======== ИСХОДНЫЙ ТЕКСТ
Меню
  • $ 103.00 -0.50
  • 107.41 +0.17
  • ¥ 14.11 -0.04

Что мы знаем об Афганистане? История, будущее, роль и значение «Талибана»* — интервью

Афганистан. Иллюстрация: iStock

Несколько романтизированным представляется историческое «прозвище» Афганистана «Кладбище империй». В то же время сама история Афганистана полна страданий и войн. Этот древний край становился точкой притяжения для различных завоевателей и империй, занимая геостратегическое положение в самом сердце Евразии.

Со вторым приходом движения «Талибан»* к власти в Афганистане в августе 2021 года эта страна вновь заняла видное место в мировых СМИ. Однако во многом мы не до конца понимаем феномен Афганистана, его истории и политики: талибы*, пуштуны, хазарейцы, таджики, узбеки, различные этнические и конфессиональные группы, интересы различных полевых командиров и кланов. Что такое Афганистан на самом деле? Кто такие талибы*? Каковы их интересы? Какие внешние игроки стремятся закрепить свои позиции в Афганистане? Об этом корреспондент EADaily поговорил с кандидатом юридических наук, российским востоковедом, писателем и основателем популярного проекта «Первый ближневосточный» Марией Вячеславовной Кича, которая недавно вернулась из поездки в Афганистан.

Мария Кича в Каире (парк Аль-Азхар). Иллюстрация: личный архив

— Афганистан оброс многочисленными легендами. Однако представляется, что тезис о многострадальности этой страны действительно является актуальным. Для многих читателей Афганистан ассоциируется с непрерывными войнами, насилием, наркотрафиком и бедностью. В то же время территории современного афганского государства некогда были процветающим краем. Мария Вячеславовна, с учетом вашей недавней поездки, что такое «Афганистан» для вас? Как вы можете охарактеризовать эту непростую для изучения страну?

— Афганистан процветал, когда входил в состав других государств — в частности, Персидской империи. Собственно афганская история начинается с 1747 года, когда страну возглавил Ахмад-шах Дуррани из пуштунского племени абдали. Он считается основателем афганской государственности. Тем не менее, дурранийская держава была децентрализованной, главную роль на периферии играла не столица, но локальные центры силы, в разных населенных пунктах хозяйничали не государственные чиновники, а феодалы, исламские лидеры, вожди племен и старейшины; позже к ним прибавились и полевые командиры.

Коронация Ахмад-шаха Дуррани. Иллюстрация: Fickr

Данные тенденции проходят красной нитью через всю «афганскую» историю Афганистана и сохраняются до сих пор. Вертикаль власти традиционно отсутствовала, государственная власть не выходила за пределы крупных городов, коих насчитывалось всего четыре (а зачастую — за пределы центра столичного Кабула), и баланс сил на местах зависел от обстановки в том или ином районе, а также от воли локальных авторитетов. Иными словами, Афганистан не является государством — то есть устойчивым политико-правовым образованием с централизованной властью и реально действующими законами, которые распространяются на всё население.
================
======== НАБОР ЗАПИСЕЙ
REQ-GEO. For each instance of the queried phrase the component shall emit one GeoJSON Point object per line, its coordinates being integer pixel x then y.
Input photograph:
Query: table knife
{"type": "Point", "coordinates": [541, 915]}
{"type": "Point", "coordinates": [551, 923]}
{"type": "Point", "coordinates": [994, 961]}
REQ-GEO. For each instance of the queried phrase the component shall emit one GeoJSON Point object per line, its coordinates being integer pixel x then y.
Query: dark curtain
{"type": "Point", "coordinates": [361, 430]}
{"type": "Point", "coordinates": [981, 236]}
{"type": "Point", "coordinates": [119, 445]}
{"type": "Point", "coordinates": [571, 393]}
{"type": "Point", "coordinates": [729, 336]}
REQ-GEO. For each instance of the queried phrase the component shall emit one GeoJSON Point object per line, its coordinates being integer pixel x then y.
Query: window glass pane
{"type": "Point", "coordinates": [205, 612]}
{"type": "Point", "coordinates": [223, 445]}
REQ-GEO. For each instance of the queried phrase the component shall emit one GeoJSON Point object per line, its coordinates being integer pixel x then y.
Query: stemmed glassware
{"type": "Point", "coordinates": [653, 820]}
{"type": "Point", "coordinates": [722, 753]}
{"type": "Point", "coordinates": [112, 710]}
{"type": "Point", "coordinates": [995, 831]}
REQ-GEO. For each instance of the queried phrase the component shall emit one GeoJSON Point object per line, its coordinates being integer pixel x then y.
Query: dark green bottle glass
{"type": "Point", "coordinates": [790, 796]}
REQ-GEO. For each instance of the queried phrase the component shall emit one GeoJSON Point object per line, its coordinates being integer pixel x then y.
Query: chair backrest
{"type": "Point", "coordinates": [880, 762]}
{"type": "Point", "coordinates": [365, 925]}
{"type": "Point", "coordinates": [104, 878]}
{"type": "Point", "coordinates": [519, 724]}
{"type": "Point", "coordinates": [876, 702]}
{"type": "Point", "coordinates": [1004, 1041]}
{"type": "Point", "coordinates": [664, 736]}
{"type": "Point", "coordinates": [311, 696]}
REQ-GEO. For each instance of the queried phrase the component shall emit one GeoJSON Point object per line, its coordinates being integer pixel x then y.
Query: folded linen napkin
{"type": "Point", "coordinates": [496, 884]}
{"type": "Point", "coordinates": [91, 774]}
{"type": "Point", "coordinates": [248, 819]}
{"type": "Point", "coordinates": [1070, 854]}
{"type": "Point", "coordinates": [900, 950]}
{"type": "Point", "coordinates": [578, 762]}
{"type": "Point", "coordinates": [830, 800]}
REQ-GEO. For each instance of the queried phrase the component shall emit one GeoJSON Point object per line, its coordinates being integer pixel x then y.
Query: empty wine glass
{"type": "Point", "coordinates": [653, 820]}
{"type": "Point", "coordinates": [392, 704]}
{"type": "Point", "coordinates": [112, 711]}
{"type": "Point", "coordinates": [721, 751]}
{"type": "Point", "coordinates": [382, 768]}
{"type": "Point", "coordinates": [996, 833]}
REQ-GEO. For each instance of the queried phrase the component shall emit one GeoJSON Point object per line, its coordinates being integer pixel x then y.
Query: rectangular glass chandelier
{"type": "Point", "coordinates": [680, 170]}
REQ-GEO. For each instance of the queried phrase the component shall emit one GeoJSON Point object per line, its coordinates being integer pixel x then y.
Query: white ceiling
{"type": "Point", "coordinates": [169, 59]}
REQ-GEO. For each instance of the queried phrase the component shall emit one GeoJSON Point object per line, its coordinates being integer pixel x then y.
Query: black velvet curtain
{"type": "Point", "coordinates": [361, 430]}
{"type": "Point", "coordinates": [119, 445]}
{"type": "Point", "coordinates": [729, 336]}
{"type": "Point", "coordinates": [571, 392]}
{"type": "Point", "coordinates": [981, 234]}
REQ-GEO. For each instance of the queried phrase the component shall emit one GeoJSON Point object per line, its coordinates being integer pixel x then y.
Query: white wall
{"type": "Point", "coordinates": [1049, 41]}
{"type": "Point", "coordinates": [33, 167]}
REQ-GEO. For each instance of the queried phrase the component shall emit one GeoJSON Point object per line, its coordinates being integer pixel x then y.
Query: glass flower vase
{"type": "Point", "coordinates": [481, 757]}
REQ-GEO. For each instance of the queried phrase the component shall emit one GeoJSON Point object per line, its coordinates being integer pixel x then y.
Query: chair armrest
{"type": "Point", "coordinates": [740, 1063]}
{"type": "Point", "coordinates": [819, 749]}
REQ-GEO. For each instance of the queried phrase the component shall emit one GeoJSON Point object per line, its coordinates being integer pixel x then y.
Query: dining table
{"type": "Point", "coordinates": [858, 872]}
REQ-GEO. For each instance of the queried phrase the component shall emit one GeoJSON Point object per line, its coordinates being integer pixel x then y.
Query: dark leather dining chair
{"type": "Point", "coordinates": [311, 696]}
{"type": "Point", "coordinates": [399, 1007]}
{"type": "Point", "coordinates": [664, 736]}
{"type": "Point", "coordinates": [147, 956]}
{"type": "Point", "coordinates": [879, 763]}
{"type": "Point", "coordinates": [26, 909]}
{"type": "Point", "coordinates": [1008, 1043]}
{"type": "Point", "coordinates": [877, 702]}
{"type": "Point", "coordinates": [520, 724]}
================
ЧТО СДЕЛАТЬ -
a - Изложите интервью об Афганистане в двух предложениях.
b - Определите, согласуется ли с интервью об Афганистане каждое утверждение. Ответьте «да» или «нет» и приведите точную цитату, которая это решает.
(i) Ахмад-шах Дуррани происходил из пуштунского племени абдали.
(ii) Крупных городов в Афганистане насчитывалось десять.
(iii) Мария Кича — кандидат исторических наук.
c - Продолжите, пожалуйста, интервью об Афганистане начиная с места сразу после его последнего предложения.

ОТВЕТЫ ПО ПОРЯДКУ -
a - После второго прихода движения «Талибан»* к власти в августе 2021 года корреспондент EADaily поговорил об истории и политике Афганистана с востоковедом Марией Кича, недавно вернувшейся из поездки в эту страну. По ее словам, собственно афганская история начинается в 1747 году с Ахмад-шаха Дуррани, однако вертикаль власти там традиционно отсутствовала, и Афганистан не является государством с централизованной властью и реально действующими законами.

b -
(i) Да: «когда страну возглавил Ахмад-шах Дуррани из пуштунского племени абдали».
(ii) Нет: «коих насчитывалось всего четыре».
(iii) Нет: «с кандидатом юридических наук».

c -
Отдельные правители пытались изменить ситуацию — например, «железный эмир» Абдур-Рахман, огнем и мечом собиравший земли вокруг Кабула во второй половине XIX века, и его внук Аманулла-хан, проводивший модернизационные реформы в первой половине XX века Впрочем, их попытки не увенчались успехом.

«Железный эмир» Абдур-Рахман (с 1880 по 1901 год). Иллюстрация: Britannica

— В августе 2021 года именно Афганистан стал центром внимания мировых СМИ: талибы* смогли занять Кабул. Движение «Талибан»* довольно давно присутствует на афганской политической сцене. И вновь мы не так много знаем о «студентах»: носит ли их движение чисто этнический пуштунский характер, либо же оно претендует на некие панисламские идеи, контролируют ли талибы* всю территорию Афганистана, является ли «Талибан»* строго иерархичной централизованной структурой или более гибкой и горизонтальной и так далее. Как вы можете охарактеризовать данное одиозное движение?

— «Талибан»* попал в поле зрения мировых СМИ, когда принялся устанавливать в нескольких имевшихся в стране крупных городах — особенно в Кабуле — нормы, по которым веками жила и живёт афганская деревня. Глобально история Афганистана — это противостояние города и деревни, причём между ними колоссальный разрыв. «Талибан»* — логичное и закономерное порождение афганской истории, культуры и образа жизни. Талибы* не придумали ничего нового — они лишь насаждали в развратной, по их мнению, столице обычные правила, которые в течение веков господствовали на большей части территории страны. Их отношение к женщинам выросло из пурды (морально-этического кодекса афганских мусульманок).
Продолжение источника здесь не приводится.